### 読解用抜粋
==================================================

北陸新幹線(金沢・敦賀間)の整備を行う事業の概要
北陸新幹線のうち、完成して開業している高崎・長野間及び長野・金沢間に続いて、金沢・敦賀間を整備して路線を延伸するもの
北陸新幹線(金沢・敦賀間)の整備に係る事業費の執行額
1兆0004億円(平成24年度~令和2年度)
上記に係る整備新幹線整備事業費補助の交付額
1317億円(平成24年度~令和2年度)

1 検査の背景

(1)北陸新幹線整備事業の概要

北陸新幹線は、全国新幹線鉄道整備法(昭和45年法律第71号。以下「全幹法」という。)の規定に基づき、昭和48年11月に整備計画が決定され、独立行政法人鉄道建設・運輸施設整備支援機構(平成15年9月30日以前は日本鉄道建設公団。以下「機構」という。)が建設主体(注1)として整備を行っている整備新幹線の一つである。

北陸新幹線のうち、高崎・長野間は9年10月に、長野・金沢間は27年3月にそれぞれ完成して開業しており、現在は、金沢・敦賀間(路線延長約125.2km)について、24年6月以降、機構により整備が進められている(以下、北陸新幹線の金沢・敦賀間の整備を行う事業を「北陸新幹線整備事業」という。参考図参照)。

==================================================

### 与えられたデータ
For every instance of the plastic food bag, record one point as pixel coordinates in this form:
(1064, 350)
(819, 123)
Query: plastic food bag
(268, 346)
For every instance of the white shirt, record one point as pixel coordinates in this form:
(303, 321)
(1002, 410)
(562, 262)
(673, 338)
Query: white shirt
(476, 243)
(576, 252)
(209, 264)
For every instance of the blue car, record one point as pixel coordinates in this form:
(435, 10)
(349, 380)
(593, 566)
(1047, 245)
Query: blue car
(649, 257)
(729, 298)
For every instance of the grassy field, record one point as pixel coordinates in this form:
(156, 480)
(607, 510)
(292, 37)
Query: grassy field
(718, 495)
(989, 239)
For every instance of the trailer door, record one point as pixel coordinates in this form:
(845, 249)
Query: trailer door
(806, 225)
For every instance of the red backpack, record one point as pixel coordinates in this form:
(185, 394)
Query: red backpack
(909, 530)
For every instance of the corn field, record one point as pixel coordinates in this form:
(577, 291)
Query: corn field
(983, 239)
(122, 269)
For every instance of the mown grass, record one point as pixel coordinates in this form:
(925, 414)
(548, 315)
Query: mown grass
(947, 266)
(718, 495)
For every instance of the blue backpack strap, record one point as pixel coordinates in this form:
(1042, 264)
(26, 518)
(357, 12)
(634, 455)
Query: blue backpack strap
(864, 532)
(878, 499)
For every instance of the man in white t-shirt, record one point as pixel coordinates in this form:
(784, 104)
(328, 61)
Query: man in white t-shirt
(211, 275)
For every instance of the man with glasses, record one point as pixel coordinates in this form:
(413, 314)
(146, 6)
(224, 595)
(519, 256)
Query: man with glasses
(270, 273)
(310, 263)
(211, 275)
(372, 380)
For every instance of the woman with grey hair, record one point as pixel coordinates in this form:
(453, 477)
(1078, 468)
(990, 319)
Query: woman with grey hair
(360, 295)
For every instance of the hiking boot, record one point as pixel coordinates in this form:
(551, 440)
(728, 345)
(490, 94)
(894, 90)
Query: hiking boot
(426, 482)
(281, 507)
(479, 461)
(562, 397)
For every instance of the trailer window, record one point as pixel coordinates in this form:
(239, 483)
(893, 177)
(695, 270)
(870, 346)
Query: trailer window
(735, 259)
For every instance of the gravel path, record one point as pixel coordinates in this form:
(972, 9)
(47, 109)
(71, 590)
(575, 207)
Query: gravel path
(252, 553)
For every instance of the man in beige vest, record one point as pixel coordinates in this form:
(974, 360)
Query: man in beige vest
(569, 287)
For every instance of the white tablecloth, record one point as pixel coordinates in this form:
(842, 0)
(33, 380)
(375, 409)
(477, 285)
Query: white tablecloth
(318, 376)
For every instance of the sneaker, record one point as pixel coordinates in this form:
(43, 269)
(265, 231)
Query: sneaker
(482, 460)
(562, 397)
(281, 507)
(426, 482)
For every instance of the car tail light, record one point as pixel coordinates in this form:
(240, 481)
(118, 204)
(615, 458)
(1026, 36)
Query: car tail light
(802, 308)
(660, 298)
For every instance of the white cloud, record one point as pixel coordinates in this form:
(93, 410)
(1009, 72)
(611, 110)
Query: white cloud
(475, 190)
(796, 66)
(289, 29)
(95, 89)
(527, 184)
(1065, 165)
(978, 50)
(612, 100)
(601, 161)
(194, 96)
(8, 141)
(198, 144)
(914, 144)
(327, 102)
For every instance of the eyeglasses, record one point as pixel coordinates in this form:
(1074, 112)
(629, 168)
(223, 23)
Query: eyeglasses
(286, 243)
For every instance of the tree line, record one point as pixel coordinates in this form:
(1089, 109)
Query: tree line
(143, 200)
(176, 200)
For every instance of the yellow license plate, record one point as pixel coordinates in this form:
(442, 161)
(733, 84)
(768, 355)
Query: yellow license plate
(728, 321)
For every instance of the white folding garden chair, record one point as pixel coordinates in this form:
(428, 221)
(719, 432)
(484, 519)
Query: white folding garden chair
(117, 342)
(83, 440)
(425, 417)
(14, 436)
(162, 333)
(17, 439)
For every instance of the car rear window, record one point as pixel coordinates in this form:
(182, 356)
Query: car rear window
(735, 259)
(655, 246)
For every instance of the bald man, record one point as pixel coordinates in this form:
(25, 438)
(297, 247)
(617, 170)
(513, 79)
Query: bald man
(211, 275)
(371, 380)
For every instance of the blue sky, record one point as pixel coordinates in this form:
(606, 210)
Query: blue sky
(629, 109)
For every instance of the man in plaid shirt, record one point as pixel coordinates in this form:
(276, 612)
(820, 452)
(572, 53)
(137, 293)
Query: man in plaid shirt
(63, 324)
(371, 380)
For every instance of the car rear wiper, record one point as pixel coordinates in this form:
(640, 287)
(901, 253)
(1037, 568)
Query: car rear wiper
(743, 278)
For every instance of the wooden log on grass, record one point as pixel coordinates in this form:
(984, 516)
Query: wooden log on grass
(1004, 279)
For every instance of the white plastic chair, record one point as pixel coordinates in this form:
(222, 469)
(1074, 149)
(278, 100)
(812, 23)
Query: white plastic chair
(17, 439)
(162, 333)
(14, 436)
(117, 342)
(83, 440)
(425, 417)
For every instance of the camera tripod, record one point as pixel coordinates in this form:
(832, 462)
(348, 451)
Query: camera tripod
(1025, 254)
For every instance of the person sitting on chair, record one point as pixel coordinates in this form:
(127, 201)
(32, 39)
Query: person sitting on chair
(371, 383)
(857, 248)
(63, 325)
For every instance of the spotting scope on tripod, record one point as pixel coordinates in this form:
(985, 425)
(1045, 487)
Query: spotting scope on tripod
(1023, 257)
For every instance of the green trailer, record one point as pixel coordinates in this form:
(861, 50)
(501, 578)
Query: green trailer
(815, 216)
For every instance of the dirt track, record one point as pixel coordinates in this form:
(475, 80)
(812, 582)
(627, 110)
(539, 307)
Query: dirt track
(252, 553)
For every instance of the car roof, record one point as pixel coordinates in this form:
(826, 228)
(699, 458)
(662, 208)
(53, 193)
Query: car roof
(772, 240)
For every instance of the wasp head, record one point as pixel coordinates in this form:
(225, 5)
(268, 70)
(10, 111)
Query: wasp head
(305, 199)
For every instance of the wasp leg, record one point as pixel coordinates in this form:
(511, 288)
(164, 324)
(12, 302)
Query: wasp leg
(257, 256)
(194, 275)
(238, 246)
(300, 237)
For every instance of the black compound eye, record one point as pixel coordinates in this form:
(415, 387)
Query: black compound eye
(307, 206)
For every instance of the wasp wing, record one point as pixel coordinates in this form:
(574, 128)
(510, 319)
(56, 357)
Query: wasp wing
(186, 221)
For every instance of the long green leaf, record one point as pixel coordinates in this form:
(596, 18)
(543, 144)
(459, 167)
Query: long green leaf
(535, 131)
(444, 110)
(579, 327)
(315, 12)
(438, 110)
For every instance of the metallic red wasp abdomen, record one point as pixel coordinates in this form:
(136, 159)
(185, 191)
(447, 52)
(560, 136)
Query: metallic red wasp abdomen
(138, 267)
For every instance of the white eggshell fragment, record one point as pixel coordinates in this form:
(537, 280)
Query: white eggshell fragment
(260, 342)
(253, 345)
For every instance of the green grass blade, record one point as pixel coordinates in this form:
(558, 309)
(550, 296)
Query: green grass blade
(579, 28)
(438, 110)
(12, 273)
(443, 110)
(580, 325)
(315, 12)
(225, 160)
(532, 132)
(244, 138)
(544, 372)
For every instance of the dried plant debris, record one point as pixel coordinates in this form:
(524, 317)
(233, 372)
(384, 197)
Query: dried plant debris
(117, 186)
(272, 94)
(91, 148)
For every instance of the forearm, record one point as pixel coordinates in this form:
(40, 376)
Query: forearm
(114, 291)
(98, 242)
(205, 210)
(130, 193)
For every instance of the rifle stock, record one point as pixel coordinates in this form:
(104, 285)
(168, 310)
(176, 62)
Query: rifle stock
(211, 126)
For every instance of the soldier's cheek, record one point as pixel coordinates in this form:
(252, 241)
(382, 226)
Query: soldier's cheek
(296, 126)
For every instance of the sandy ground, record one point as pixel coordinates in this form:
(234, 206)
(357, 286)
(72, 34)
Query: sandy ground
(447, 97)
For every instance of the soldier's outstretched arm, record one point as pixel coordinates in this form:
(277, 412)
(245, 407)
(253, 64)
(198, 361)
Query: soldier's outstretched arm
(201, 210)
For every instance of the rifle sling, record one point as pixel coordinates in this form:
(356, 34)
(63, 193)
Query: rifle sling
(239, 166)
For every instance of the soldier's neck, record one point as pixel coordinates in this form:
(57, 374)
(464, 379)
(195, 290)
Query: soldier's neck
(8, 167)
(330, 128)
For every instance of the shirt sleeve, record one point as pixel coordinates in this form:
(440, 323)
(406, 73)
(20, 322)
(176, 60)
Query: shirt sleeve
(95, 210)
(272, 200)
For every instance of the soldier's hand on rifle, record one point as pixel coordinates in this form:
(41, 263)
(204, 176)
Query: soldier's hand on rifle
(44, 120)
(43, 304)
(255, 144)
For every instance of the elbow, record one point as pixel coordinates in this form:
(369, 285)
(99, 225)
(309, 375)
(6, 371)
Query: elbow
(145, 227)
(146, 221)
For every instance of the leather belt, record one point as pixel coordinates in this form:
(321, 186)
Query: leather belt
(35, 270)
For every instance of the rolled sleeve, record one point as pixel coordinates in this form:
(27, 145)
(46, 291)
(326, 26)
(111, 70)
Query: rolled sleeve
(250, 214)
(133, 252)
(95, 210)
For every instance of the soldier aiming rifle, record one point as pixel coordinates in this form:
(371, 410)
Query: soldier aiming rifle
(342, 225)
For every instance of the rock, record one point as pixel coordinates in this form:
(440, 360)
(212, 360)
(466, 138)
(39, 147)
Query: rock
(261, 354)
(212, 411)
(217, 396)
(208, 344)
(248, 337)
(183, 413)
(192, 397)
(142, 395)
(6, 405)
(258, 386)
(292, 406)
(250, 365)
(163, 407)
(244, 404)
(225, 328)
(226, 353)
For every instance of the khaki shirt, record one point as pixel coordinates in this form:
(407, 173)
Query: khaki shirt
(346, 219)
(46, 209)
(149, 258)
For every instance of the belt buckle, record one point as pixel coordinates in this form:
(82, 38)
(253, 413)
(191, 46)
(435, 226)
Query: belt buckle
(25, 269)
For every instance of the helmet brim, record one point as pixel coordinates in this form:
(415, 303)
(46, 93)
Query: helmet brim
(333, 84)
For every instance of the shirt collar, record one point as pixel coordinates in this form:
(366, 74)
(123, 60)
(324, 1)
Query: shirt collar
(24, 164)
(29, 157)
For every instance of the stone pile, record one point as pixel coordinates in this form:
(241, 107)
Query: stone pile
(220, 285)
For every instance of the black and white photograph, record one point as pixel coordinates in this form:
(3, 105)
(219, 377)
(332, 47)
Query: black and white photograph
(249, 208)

==================================================

### 課題
A) 北陸新幹線に関する抜粋の「上記に係る整備新幹線整備事業費補助の交付額」から「いる整備新幹線の一つである。」までを、「建設主体」を「事業主体」に置き換えて書き直してください。
B) データの行のうち、文字列「yellow」を含むものをすべて書き出してください。大文字と小文字は区別します。

### 解答
A)
上記に係る整備新幹線整備事業費補助の交付額
1317億円(平成24年度~令和2年度)

1 検査の背景

(1)北陸新幹線整備事業の概要

北陸新幹線は、全国新幹線鉄道整備法(昭和45年法律第71号。以下「全幹法」という。)の規定に基づき、昭和48年11月に整備計画が決定され、独立行政法人鉄道建設・運輸施設整備支援機構(平成15年9月30日以前は日本鉄道建設公団。以下「機構」という。)が事業主体(注1)として整備を行っている整備新幹線の一つである。

B)
For every instance of the yellow license plate, record one point as pixel coordinates in this form:
Query: yellow license plate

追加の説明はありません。